-- START OF Extracted entries --

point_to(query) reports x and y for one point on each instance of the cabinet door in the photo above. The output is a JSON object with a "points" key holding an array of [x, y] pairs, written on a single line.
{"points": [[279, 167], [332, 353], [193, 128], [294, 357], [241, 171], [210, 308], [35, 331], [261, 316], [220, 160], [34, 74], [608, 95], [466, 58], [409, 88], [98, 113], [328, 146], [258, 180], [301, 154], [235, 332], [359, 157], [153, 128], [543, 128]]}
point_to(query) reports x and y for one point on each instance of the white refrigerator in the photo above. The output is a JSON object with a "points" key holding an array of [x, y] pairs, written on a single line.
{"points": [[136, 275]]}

-- END OF Extracted entries --
-- START OF Extracted entries --

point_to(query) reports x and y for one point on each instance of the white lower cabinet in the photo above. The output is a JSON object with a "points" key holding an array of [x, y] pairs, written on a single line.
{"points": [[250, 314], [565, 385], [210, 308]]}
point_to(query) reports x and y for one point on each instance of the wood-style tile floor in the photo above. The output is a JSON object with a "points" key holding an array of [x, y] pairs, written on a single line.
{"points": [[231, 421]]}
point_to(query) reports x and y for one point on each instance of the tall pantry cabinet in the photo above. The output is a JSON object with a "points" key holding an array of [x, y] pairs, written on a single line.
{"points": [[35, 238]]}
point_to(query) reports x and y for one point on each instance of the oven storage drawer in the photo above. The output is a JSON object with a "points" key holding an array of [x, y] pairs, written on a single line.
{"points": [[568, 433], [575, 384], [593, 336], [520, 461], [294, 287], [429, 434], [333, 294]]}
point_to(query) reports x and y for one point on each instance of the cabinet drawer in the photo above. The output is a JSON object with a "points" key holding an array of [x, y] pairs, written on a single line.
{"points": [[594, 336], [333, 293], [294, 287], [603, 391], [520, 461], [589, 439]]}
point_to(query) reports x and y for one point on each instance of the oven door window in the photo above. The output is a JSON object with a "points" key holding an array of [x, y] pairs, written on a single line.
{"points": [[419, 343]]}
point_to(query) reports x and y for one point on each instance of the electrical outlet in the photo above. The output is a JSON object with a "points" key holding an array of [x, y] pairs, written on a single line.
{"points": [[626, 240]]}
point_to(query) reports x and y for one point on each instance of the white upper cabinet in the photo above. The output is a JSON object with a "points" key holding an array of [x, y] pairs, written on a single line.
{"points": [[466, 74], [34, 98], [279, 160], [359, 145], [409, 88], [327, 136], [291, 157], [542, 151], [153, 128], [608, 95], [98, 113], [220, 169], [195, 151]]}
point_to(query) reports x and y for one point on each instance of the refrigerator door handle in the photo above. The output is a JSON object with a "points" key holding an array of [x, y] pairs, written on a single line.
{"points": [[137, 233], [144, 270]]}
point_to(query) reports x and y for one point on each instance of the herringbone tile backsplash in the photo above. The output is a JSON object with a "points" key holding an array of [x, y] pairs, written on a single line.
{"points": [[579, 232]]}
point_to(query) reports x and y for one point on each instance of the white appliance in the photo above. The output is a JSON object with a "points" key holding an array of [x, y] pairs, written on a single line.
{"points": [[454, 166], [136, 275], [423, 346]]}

-- END OF Extracted entries --

### Work to do
Show every line from the entries above that contains the word "cabinet". Capitalization must match.

### Solution to the problem
point_to(query) reports x and y for one point on each instance of the cabinet door in the photo above. The output is a JSON object with a "points" key holding an array of [x, y] pairs, written on a single line.
point_to(query) reports x and y for one point on each instance of the white lower cabinet in the photo above. The output is a JSON object with a "points" key holding an array of [x, y] pairs, written on a single line.
point_to(query) reports x and y for one point on each instance of the tall pantry cabinet in the photo above. The output is a JSON object with a "points" key holding an array of [x, y] pairs, written on a single line.
point_to(query) reports x and y for one point on each instance of the cabinet drawer in the photo above. The output is a JSON object with a "points" key holding an array of [x, y] pairs, written on a single line.
point_to(query) reports x and y for one point on each instance of the white upper cabinet in the photo above. The output is a JSON object with a "points" key holding an array of [x, y] pairs, written on a single line.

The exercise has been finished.